### DATASET ENTRIES:
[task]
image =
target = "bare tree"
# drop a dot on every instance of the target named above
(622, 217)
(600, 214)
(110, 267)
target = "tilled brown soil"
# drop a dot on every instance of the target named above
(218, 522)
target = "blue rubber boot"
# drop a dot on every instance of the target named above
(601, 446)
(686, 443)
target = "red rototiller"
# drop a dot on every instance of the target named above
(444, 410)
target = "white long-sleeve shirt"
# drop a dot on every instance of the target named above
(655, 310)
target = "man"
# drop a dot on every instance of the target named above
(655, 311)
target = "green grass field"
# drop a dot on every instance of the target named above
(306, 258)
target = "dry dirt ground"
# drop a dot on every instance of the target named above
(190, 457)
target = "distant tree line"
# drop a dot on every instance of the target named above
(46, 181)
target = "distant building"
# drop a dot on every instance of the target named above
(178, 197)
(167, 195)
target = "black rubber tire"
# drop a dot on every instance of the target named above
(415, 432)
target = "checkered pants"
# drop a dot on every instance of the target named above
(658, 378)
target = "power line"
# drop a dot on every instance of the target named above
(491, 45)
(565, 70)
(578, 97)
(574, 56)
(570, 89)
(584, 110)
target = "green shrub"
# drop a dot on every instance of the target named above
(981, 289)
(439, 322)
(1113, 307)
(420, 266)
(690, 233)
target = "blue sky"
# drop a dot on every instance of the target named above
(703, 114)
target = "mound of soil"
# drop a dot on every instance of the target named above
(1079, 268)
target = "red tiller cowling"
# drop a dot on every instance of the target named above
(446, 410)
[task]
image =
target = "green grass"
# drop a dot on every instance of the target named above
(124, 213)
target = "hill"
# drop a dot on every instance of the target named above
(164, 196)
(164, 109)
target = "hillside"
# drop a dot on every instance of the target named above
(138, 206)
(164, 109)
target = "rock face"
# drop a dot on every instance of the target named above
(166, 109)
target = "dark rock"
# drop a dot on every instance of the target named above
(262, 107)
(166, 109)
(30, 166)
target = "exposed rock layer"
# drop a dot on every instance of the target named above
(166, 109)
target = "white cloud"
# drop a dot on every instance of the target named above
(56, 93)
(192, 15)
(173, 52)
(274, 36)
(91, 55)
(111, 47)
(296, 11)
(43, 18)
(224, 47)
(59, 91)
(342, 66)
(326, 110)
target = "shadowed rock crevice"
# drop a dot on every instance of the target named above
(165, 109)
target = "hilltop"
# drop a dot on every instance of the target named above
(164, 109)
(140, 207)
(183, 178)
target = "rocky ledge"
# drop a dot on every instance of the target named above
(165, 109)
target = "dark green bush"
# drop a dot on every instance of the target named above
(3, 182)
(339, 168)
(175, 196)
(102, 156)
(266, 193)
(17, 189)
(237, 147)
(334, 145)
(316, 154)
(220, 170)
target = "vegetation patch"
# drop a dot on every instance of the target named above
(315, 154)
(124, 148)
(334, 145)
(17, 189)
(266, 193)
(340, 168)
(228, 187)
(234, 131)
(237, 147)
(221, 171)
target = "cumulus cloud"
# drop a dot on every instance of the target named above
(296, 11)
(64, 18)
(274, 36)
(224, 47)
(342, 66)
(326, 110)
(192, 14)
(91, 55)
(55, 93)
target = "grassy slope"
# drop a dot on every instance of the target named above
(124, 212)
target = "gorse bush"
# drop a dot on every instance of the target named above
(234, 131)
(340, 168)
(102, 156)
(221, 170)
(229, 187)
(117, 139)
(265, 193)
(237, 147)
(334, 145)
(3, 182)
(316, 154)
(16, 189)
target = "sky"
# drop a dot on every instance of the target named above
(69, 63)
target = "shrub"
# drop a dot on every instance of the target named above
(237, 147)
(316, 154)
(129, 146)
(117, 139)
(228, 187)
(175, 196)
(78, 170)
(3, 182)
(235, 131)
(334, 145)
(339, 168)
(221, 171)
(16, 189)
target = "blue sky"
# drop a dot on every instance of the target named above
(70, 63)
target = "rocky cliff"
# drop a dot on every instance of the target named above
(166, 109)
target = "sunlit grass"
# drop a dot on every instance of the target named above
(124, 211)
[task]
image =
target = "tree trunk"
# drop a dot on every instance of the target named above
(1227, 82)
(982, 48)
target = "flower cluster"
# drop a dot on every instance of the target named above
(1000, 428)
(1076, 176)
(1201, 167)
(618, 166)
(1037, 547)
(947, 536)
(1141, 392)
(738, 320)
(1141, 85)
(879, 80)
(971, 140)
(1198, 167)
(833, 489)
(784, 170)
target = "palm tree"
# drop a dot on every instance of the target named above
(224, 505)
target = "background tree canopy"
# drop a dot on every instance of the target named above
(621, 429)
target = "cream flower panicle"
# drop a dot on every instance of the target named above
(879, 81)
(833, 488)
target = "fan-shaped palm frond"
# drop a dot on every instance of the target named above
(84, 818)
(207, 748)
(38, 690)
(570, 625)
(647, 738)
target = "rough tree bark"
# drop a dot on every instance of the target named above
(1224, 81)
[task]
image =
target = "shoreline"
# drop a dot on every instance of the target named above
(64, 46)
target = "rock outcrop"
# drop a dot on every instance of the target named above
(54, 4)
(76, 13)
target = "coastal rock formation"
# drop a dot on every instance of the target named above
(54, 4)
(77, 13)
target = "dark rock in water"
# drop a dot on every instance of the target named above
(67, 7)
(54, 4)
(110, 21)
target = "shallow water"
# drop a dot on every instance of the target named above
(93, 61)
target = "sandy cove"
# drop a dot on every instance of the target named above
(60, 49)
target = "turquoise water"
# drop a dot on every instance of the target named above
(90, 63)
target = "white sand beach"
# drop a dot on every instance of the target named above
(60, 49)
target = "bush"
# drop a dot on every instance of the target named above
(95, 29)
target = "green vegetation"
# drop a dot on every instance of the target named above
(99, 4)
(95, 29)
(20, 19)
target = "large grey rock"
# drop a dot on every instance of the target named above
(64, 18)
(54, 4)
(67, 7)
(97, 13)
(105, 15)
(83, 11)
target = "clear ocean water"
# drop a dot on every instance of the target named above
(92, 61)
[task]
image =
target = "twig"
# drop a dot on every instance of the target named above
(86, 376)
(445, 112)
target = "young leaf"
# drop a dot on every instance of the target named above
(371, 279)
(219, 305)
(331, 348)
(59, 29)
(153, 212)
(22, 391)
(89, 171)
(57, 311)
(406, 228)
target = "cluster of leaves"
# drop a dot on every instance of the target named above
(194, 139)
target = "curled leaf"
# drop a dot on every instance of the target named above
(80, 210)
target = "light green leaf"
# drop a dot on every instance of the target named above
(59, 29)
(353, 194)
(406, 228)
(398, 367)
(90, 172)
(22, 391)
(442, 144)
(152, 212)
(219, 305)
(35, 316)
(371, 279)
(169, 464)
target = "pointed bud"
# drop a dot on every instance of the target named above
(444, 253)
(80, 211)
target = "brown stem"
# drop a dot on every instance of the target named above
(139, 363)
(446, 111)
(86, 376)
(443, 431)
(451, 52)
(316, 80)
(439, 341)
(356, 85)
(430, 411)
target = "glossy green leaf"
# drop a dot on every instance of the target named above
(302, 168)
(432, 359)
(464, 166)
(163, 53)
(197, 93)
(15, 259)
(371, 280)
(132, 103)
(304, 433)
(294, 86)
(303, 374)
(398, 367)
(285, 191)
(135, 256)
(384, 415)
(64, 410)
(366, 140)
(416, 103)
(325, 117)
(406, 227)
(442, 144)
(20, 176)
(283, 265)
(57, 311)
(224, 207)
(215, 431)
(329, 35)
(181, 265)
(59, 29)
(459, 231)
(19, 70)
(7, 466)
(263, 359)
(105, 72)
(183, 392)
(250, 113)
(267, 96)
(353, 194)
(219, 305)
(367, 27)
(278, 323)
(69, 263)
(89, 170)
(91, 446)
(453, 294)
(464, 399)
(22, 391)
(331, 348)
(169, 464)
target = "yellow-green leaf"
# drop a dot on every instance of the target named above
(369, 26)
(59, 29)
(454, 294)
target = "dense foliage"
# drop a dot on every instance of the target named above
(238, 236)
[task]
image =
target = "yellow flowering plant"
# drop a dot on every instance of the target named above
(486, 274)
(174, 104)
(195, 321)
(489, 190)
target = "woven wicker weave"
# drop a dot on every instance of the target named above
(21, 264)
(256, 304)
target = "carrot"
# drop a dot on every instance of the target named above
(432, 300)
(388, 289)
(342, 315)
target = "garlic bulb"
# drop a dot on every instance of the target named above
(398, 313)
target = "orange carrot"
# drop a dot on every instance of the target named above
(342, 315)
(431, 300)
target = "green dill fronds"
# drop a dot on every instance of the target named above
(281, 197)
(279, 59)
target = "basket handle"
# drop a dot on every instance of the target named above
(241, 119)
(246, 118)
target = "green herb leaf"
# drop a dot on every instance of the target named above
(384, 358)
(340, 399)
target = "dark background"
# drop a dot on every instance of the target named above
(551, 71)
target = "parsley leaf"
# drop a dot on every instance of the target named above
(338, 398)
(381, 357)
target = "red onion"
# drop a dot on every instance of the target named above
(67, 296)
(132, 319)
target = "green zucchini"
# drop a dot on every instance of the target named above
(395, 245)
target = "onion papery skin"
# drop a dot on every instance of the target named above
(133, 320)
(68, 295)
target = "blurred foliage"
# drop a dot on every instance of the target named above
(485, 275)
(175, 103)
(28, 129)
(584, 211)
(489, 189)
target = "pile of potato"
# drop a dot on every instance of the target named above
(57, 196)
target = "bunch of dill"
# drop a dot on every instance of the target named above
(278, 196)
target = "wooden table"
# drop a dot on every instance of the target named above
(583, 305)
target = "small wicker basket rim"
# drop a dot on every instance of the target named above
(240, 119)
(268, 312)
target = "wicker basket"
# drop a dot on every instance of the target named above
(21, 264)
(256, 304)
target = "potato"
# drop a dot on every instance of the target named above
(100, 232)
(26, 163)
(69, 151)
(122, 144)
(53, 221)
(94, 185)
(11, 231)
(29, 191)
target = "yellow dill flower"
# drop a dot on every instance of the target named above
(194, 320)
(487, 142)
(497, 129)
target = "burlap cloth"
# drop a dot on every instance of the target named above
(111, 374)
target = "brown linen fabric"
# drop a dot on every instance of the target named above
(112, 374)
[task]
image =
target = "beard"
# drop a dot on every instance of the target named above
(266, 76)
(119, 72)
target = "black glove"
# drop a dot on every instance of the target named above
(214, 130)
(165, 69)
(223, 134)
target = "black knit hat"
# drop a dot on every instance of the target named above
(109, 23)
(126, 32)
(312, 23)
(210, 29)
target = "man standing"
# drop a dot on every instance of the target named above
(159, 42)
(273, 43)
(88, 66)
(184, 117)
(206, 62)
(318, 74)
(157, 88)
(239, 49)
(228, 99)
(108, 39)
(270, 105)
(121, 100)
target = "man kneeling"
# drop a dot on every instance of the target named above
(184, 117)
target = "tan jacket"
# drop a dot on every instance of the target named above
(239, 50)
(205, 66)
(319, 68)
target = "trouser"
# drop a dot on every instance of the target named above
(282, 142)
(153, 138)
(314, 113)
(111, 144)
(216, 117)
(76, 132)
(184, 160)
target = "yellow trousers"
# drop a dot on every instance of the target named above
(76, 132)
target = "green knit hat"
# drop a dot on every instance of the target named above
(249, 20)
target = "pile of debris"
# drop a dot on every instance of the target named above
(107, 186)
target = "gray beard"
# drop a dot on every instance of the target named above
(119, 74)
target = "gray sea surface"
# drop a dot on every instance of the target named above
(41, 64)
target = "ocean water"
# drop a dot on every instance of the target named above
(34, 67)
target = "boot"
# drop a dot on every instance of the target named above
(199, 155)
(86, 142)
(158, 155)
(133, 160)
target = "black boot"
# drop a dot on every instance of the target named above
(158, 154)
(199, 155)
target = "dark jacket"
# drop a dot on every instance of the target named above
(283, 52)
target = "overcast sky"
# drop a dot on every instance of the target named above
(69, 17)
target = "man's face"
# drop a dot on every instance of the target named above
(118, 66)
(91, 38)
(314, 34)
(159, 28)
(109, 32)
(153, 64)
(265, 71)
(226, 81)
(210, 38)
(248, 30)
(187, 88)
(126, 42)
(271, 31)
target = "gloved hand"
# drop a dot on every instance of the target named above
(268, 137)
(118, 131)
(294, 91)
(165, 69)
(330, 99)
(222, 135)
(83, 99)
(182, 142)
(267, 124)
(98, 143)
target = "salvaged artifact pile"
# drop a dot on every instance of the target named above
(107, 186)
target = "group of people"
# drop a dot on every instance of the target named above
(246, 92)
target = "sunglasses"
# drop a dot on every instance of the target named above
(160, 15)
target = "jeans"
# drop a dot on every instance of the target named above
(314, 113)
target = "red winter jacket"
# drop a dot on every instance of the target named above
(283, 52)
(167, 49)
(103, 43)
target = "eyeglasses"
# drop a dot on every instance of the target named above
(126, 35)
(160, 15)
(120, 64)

### WORK TO BE COMPLETED:
Pull out each line of the listing that holds the string "potato".

### ANSWER FOR THIS EXERCISE:
target = "pile of potato"
target = "potato"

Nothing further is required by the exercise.